BEGIN STORED DATA

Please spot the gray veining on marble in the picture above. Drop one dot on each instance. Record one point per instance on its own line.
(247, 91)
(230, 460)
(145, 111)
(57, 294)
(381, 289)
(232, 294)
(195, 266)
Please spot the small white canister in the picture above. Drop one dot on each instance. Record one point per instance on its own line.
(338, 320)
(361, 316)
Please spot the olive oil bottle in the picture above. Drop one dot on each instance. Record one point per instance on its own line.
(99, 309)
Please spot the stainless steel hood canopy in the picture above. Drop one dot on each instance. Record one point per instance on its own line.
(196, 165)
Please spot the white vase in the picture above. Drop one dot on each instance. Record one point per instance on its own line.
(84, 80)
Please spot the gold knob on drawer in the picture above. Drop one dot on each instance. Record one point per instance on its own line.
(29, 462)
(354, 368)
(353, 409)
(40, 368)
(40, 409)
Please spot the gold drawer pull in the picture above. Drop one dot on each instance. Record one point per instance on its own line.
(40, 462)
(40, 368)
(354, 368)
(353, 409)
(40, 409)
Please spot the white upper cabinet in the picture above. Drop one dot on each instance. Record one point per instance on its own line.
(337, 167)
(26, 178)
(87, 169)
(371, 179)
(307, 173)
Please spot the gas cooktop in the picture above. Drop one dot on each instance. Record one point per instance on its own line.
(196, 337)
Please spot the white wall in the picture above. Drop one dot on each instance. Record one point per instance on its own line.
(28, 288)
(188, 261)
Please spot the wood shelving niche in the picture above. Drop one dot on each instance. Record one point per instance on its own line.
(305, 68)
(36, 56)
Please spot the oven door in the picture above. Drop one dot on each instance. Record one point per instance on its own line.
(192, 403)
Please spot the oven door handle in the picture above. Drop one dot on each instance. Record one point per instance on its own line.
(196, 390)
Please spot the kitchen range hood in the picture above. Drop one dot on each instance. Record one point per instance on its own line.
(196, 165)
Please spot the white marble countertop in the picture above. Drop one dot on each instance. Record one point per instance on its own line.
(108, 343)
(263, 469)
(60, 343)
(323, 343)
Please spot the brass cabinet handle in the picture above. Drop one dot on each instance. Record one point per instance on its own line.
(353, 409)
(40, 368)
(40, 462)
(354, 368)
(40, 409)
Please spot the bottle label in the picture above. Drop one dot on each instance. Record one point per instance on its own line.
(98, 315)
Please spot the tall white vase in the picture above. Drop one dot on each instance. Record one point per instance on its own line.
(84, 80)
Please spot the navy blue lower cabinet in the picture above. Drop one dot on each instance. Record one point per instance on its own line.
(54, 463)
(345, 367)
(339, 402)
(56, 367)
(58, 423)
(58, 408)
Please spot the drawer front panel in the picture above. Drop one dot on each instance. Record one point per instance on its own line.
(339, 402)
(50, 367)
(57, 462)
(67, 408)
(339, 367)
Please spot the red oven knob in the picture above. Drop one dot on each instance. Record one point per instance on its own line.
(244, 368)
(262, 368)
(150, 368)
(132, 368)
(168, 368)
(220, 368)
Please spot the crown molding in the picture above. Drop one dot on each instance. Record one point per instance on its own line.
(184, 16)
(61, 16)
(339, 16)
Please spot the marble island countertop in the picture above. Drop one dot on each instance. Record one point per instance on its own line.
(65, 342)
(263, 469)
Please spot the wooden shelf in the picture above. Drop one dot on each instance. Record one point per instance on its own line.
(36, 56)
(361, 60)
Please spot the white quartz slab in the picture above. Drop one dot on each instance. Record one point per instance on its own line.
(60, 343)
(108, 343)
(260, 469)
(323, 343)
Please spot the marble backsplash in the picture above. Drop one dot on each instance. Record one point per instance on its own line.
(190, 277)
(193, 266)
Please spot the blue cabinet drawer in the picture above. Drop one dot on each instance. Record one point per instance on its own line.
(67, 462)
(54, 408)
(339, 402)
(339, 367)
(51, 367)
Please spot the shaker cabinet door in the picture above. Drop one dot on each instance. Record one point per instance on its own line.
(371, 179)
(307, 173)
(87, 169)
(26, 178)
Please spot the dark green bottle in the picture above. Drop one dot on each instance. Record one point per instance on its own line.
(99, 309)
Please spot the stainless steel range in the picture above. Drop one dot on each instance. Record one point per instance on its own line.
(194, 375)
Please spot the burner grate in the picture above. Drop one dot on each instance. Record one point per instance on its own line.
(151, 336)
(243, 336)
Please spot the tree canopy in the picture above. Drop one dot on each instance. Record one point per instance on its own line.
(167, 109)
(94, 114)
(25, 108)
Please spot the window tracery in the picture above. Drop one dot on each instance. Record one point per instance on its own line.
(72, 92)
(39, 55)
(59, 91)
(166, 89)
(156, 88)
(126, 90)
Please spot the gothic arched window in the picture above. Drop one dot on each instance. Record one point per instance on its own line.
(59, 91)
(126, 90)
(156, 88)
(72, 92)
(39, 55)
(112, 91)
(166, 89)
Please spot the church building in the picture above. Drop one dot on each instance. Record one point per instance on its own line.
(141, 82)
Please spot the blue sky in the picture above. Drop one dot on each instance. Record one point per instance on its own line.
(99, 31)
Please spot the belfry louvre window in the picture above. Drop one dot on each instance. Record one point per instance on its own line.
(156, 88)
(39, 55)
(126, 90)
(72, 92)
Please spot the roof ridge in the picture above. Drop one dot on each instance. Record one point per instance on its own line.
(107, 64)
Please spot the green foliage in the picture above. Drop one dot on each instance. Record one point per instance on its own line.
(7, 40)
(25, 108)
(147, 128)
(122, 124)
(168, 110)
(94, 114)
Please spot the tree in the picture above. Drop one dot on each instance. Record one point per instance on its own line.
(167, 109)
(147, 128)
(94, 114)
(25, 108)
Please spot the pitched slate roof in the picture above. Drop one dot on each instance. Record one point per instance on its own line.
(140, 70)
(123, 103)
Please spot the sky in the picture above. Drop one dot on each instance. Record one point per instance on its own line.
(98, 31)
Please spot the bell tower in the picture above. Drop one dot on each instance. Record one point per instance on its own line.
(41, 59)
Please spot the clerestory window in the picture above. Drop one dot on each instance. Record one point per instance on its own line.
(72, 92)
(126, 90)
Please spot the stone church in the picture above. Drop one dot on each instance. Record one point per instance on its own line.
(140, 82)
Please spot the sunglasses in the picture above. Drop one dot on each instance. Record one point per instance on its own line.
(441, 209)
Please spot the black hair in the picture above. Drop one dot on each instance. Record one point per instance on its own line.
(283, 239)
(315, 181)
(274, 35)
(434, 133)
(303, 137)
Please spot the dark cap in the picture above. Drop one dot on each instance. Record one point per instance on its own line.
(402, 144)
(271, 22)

END STORED DATA

Output the lines above verbatim and in full.

Please spot the gray veining on marble in the picture above. Drop one dot on each instance. Record one point per instance on its own line.
(247, 91)
(230, 460)
(145, 111)
(57, 294)
(381, 289)
(232, 294)
(195, 266)
Please spot the small white canister in the picture above. Drop one dot on each instance. Record one point per instance on its own line.
(338, 320)
(361, 316)
Please spot the olive oil bottle in the picture above. Drop one dot on each instance. Record one point per instance on its own line.
(99, 309)
Please spot the stainless steel hood canopy in the picture above. Drop one dot on each instance. Record one point per instance on its own line.
(196, 165)
Please spot the white vase in the picture above. Drop one dot on each instance. Record one point per instance on its own line.
(84, 80)
Please spot the gold knob on drawer in the picture above. Drop one dot on each instance. Record one point per instance on its own line.
(29, 462)
(354, 368)
(353, 409)
(40, 368)
(40, 409)
Please spot the gold drawer pull in the picture above. Drop one dot on each instance. Record one point per instance on its own line.
(40, 462)
(40, 368)
(354, 368)
(353, 409)
(40, 409)
Please spot the white upper cabinet in the picture above. Drop one dot on each instance. Record one point per instance on its own line.
(337, 167)
(26, 178)
(87, 169)
(371, 179)
(307, 173)
Please spot the gas cooktop in the picture above. Drop one dot on each instance. Record one point per instance on its own line.
(196, 337)
Please spot the white wall in the picture above. Drop one dot on each instance. Record one point per instance on its own line.
(28, 288)
(188, 261)
Please spot the wood shelving niche in the picture above. Drop one dot on each instance. Record one point per instance on its own line.
(305, 68)
(36, 56)
Please spot the oven door in the picture above. Drop one dot on each instance. Record one point per instance on its own line.
(192, 403)
Please spot the oven door handle in the picture above. Drop one dot on each instance. Record one point per instance on its own line.
(196, 390)
Please spot the kitchen range hood in the picture above. Drop one dot on each instance. Record one point per instance on its own line.
(196, 165)
Please spot the white marble countertop in the picture above. Drop one dot on each instance. Record one point per instance on its own line.
(108, 343)
(263, 469)
(60, 343)
(323, 343)
Please spot the brass cabinet handle in the picture above. Drop one dot on each instance. Record one point per instance on its own line.
(353, 409)
(40, 368)
(40, 462)
(354, 368)
(40, 409)
Please spot the bottle label in the picture above. Drop one dot on each instance. Record one point per instance on its own line.
(98, 315)
Please spot the tall white vase in the picture above. Drop one dot on each instance. Record one point per instance on its own line.
(84, 80)
Please spot the navy blue lower cabinet in the picture above. Drop one dot on each instance. Record one point per instance on its own line.
(54, 463)
(345, 367)
(339, 402)
(56, 367)
(58, 423)
(58, 408)
Please spot the drawer front panel in the picture above. Drop one dot on each instance. Record one point per instance on its own line.
(339, 402)
(50, 367)
(57, 462)
(67, 408)
(339, 367)
Please spot the red oven knob in the picture above. Drop one dot on each instance. Record one point per instance on its own line.
(244, 368)
(262, 368)
(150, 368)
(132, 368)
(168, 368)
(220, 368)
Please spot the crown molding in the picture above. Drop one dot on each instance. Record one point per instance on its own line.
(184, 16)
(61, 16)
(339, 16)
Please spot the marble island countertop in the picture above. Drop one dot on each instance. Record one point per instance on its own line.
(65, 342)
(263, 469)
Please spot the wooden shelf in the picture above. Drop one dot on each instance. Record one point per instance on its own line.
(36, 56)
(361, 60)
Please spot the white quartz slab in the picture above. Drop one dot on each instance. Record one point per instance on its own line.
(60, 343)
(108, 343)
(260, 469)
(323, 343)
Please spot the marble backsplash in the picture above. Drop one dot on each instance. Record one point per instance on its own line.
(190, 277)
(193, 266)
Please spot the blue cabinet drawer in the picture above. Drop one dot on each instance. Record one point per instance on its own line.
(67, 462)
(54, 408)
(339, 402)
(339, 367)
(51, 367)
Please spot the shaker cabinet door in the picture above. Drop one dot on each instance. Record one point per instance on its own line.
(371, 179)
(307, 173)
(87, 169)
(26, 178)
Please spot the dark green bottle in the picture above. Drop one dot on each instance. Record one point per instance on its own line.
(99, 309)
Please spot the stainless steel range in the picture above. Drop one dot on each instance. Record one point per instance on its own line.
(194, 375)
Please spot the burner grate in the picture above. Drop one dot on each instance. Record one point per instance on its own line.
(151, 336)
(243, 336)
Please spot the tree canopy in the picture above. Drop one dot on each instance. Record one point per instance on its own line.
(167, 109)
(94, 114)
(25, 108)
Please spot the window tracery in the picture above. Drop one dot on each instance. Record one point per instance on its own line.
(72, 92)
(39, 55)
(59, 91)
(166, 89)
(156, 88)
(126, 90)
Please spot the gothic arched window in the picture above. Drop one dot on each instance. Record one point per instance on its own line.
(59, 91)
(126, 90)
(156, 88)
(72, 92)
(39, 55)
(112, 91)
(166, 89)
Please spot the church building in the picture above. Drop one dot on each instance. Record one point per instance on its own line.
(141, 82)
Please spot the blue sky in the picture above. Drop one dot on each instance. Record one point per instance on its own line.
(99, 31)
Please spot the belfry louvre window in the picture above. Drop one dot on each instance. Record one point per instance on its own line.
(156, 88)
(39, 55)
(126, 90)
(72, 92)
Please spot the roof ridge in the picture above. Drop one dot on each instance. Record one point per instance on its own line.
(107, 64)
Please spot the green foliage in the picture above. Drop one dot on each instance. Record one point per instance on its own line.
(7, 40)
(25, 108)
(147, 128)
(122, 124)
(168, 110)
(94, 114)
Please spot the tree in the picture above. Drop one dot on each instance. Record one point per instance on its own line.
(167, 109)
(147, 128)
(94, 114)
(25, 108)
Please spot the pitched slate roof in the picture above. Drop one dot on each instance. Record one point per instance on its own line.
(140, 70)
(123, 103)
Please spot the sky in the picture above. Drop one dot on each instance. Record one point per instance on its own line.
(98, 31)
Please spot the bell tower in the picture above. Drop one dot on each instance. Record one point per instance on its own line.
(41, 59)
Please spot the clerestory window in the picture above. Drop one dot on each instance. Record one point per instance on its own line.
(72, 92)
(126, 90)
Please spot the stone church in the picture above. Drop one dot on each instance. Record one point per instance on its own line.
(140, 82)
Please spot the sunglasses in the picture above. Drop one dot on each instance. Record one point per instance on its own line.
(441, 209)
Please spot the black hair in the picture above. Drop one dot on each instance. Record one point per instance on its own line.
(283, 239)
(315, 181)
(274, 35)
(434, 133)
(303, 137)
Please spot the dark cap in the picture above. Drop one dot on each instance. Record one point per instance on its own line.
(402, 144)
(271, 22)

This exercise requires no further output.